- TASK GOAL
Extract from the entries below, exactly as given, only the lines from the line containing "Target: man's dark suit jacket" to the line containing "point like [4,98].", both lines included.

- DATA PROVIDED
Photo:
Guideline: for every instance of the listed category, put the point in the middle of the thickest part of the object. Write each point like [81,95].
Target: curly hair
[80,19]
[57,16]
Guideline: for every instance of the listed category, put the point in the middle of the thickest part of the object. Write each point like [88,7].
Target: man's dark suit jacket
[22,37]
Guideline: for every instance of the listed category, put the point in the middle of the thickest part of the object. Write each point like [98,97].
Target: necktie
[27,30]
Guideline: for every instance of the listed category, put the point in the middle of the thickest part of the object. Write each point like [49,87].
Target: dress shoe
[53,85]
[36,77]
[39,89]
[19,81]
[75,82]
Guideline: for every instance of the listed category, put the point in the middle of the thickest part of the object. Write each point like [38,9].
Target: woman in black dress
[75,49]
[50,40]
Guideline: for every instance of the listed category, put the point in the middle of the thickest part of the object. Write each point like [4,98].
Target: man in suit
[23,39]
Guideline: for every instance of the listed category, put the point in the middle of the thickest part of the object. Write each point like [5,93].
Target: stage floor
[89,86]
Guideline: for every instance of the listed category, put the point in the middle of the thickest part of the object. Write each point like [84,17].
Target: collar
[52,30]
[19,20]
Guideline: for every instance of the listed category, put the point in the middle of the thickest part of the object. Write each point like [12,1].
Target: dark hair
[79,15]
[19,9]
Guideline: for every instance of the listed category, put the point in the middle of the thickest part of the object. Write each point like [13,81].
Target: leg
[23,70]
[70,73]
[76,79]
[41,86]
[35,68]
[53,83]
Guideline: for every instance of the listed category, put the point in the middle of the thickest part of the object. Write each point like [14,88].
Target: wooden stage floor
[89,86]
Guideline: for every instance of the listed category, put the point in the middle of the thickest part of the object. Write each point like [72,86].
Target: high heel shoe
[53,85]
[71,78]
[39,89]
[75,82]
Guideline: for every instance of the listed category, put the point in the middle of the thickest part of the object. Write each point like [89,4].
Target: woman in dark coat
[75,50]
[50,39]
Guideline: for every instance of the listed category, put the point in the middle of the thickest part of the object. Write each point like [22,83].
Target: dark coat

- ANSWER BELOW
Target: man's dark suit jacket
[22,37]
Guideline: for every instance of the listed category, put the point in the middle of the thickest part of the object. Write each point like [98,97].
Target: necktie
[27,30]
Guideline: for every instance of the listed category, put the point in the middle of the thickest part of the object. Write each point like [49,87].
Target: dress shoe
[53,85]
[36,77]
[39,89]
[19,81]
[75,82]
Guideline: for every instance of the listed category, put the point in the middle of the thickest part of the object. Write each point like [38,9].
Target: woman in black dress
[75,49]
[50,40]
Guideline: for every instance of the listed category, put the point in the middle of the thickest part of the object. Write each point like [4,98].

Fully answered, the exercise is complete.